_INPUT DATA_

.....

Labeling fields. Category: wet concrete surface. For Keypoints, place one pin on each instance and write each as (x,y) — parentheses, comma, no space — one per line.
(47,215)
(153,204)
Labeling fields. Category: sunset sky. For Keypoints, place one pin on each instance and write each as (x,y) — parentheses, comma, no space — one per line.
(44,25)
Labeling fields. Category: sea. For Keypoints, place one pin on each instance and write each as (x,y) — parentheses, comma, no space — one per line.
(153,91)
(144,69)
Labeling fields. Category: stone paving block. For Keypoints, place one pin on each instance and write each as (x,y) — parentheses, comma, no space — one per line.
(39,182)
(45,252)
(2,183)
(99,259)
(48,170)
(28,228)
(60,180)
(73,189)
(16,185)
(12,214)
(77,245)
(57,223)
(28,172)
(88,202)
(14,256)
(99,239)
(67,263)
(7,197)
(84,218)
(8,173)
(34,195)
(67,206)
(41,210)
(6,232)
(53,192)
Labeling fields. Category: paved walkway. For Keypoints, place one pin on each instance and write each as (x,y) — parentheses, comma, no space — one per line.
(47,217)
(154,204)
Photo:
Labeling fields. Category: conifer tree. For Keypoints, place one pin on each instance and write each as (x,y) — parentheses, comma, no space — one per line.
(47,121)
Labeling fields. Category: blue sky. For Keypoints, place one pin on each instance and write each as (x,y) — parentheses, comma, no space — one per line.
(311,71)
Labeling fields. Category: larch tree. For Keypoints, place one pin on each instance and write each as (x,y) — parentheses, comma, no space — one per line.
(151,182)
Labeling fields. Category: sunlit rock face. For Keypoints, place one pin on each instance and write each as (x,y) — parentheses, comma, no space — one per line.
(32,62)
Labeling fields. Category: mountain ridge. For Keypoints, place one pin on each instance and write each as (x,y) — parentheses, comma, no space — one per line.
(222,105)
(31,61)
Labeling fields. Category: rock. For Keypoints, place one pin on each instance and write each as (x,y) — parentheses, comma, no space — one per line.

.....

_PROBLEM_
In the answer, restate word for word each line from the one with "Labeling fields. Category: paved" through the end of the material above.

_SOLUTION TO THE EXERCISE_
Labeling fields. Category: paved walkway. For Keypoints, place one pin on each instance and write each as (x,y) — parentheses, comma, no space — one per line.
(47,217)
(154,204)
Photo:
Labeling fields. Category: conifer tree. For Keypoints, place one pin on each instance and write each as (x,y) — parentheses, comma, no space — one per line.
(47,121)
Labeling fields. Category: blue sky. For Keypoints, place one pin on each instance and write each as (x,y) — parentheses, comma, no space — one per line.
(311,71)
Labeling fields. Category: larch tree. For Keypoints, place one pin on each instance and write each as (x,y) — parentheses, comma, no space — one per line.
(151,182)
Labeling fields. Category: sunlit rock face. For Keypoints, place one pin on each instance and write each as (x,y) — parentheses, comma, no space — one per line.
(32,62)
Labeling fields. Category: mountain ridge. For Keypoints, place one pin on each instance and write each as (x,y) — parentheses, comma, no space — one per line.
(222,105)
(31,61)
Labeling fields. Category: rock. For Keypoints, place one pin on each instance and write each as (x,y) — parentheses, comma, no space — one per line.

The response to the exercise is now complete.